------ The input ------
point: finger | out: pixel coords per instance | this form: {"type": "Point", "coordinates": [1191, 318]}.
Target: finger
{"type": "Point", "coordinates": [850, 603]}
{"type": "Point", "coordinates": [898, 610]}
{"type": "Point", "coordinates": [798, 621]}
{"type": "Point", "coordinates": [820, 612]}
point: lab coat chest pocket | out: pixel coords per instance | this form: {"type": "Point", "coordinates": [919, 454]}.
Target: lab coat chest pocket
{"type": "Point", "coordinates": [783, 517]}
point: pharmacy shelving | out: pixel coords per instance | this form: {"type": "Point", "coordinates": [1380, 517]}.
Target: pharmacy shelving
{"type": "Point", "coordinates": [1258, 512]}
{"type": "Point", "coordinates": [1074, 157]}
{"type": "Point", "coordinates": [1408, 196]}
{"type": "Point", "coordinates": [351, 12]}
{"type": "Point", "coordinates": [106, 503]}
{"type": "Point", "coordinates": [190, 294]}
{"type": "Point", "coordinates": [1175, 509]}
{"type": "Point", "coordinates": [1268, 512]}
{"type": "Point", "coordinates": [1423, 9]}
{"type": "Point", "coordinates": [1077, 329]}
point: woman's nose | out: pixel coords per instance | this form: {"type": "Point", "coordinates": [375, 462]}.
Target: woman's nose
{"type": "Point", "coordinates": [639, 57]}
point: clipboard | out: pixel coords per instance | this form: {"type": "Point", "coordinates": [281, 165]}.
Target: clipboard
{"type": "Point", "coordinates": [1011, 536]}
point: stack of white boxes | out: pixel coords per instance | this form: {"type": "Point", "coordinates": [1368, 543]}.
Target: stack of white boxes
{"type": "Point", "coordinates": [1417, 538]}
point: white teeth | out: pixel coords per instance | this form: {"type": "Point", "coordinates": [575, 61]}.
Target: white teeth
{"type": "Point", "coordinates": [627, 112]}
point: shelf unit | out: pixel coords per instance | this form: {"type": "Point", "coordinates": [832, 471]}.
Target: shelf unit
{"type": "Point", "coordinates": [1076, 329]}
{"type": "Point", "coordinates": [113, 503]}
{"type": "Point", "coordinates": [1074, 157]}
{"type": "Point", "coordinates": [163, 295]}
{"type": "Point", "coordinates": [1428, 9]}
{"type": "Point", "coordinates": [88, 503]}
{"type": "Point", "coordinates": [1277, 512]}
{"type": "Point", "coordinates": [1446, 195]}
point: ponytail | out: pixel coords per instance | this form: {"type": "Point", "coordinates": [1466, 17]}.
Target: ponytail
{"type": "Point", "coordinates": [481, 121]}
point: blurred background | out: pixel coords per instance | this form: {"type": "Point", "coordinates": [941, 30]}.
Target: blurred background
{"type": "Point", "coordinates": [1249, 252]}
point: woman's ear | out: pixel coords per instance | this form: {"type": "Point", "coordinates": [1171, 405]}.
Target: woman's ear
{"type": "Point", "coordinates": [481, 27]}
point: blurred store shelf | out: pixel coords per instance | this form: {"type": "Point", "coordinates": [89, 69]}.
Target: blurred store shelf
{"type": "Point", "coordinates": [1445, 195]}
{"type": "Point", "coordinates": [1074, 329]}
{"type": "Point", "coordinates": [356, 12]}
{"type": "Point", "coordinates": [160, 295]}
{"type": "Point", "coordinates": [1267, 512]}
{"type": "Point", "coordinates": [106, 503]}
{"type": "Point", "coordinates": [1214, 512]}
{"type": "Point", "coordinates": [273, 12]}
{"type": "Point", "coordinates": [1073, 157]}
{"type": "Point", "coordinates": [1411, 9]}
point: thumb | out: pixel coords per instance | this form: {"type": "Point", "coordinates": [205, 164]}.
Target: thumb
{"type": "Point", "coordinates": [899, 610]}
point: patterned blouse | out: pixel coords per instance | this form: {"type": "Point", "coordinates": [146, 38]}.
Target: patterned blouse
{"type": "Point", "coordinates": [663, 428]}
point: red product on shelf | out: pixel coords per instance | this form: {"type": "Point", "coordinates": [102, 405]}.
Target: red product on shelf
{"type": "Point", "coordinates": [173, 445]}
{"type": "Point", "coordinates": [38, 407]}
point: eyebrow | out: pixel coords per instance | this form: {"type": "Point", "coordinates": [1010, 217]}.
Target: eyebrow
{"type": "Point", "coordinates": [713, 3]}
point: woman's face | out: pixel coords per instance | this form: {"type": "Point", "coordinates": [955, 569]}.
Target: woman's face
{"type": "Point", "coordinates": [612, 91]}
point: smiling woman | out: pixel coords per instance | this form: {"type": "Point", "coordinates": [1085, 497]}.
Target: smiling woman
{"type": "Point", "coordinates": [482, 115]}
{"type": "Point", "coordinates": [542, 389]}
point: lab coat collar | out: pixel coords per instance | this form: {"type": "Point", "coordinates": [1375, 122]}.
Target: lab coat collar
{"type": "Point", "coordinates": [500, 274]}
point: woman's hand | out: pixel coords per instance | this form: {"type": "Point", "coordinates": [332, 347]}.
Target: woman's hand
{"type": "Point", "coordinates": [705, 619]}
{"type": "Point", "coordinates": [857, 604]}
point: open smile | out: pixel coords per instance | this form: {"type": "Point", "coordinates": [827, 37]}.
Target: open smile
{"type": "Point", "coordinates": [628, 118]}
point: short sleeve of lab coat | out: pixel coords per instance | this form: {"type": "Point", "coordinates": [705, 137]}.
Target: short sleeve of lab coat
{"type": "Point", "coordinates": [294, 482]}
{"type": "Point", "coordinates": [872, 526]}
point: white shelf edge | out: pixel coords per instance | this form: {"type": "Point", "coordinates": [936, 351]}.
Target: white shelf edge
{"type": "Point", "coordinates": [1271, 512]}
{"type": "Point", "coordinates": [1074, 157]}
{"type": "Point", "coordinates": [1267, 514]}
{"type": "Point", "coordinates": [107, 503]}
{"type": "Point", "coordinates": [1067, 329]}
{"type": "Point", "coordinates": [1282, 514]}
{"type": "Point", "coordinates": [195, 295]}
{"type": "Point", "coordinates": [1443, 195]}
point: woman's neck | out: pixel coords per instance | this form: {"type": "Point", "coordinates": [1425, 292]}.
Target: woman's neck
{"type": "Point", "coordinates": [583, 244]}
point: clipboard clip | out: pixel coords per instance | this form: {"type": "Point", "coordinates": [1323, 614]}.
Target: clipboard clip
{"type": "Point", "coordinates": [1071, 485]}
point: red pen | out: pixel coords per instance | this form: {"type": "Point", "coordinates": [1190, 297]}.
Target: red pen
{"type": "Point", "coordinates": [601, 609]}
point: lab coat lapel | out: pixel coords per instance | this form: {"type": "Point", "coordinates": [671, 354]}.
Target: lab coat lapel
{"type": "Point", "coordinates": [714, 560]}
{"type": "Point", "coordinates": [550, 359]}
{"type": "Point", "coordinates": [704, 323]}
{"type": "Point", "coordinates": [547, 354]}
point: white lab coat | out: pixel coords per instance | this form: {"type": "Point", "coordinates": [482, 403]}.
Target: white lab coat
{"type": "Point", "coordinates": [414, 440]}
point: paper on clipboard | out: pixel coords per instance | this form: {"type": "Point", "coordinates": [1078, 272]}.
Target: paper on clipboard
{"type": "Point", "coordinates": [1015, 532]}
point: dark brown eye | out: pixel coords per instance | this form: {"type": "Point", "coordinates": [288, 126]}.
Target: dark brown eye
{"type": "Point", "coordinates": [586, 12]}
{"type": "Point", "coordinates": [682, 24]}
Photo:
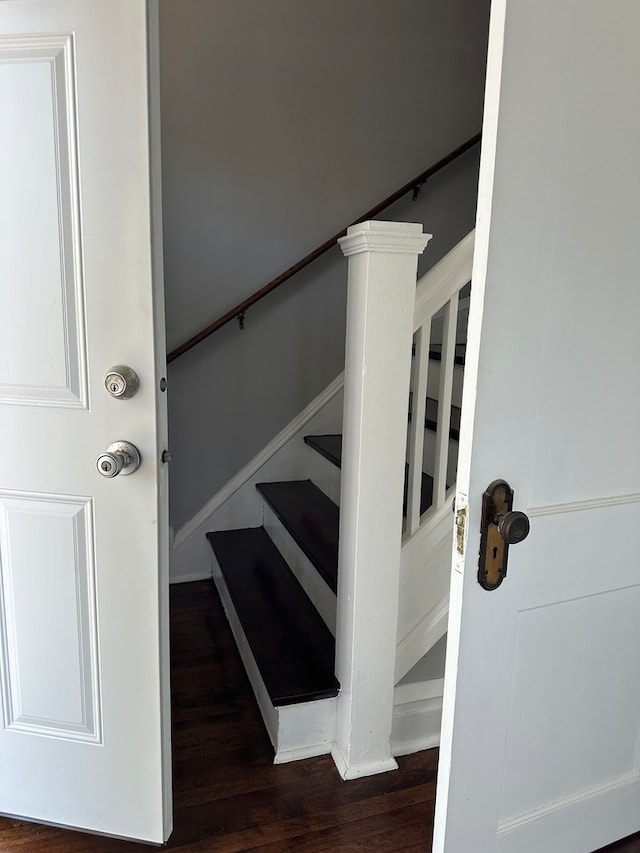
------
Which lines in the items above contain the word "white"? Pull out every one of them.

point: stack of white boxes | out: pixel coords per instance | this form: {"type": "Point", "coordinates": [1368, 543]}.
Target: stack of white boxes
point: white teeth | out: pixel coords per instance | this form: {"type": "Point", "coordinates": [575, 61]}.
Target: white teeth
point: white shelf edge | out: pixel coords per instance | this form: {"type": "Point", "coordinates": [936, 351]}.
Target: white shelf edge
point: white lab coat | out: pixel coords per instance | this form: {"type": "Point", "coordinates": [482, 403]}.
Target: white lab coat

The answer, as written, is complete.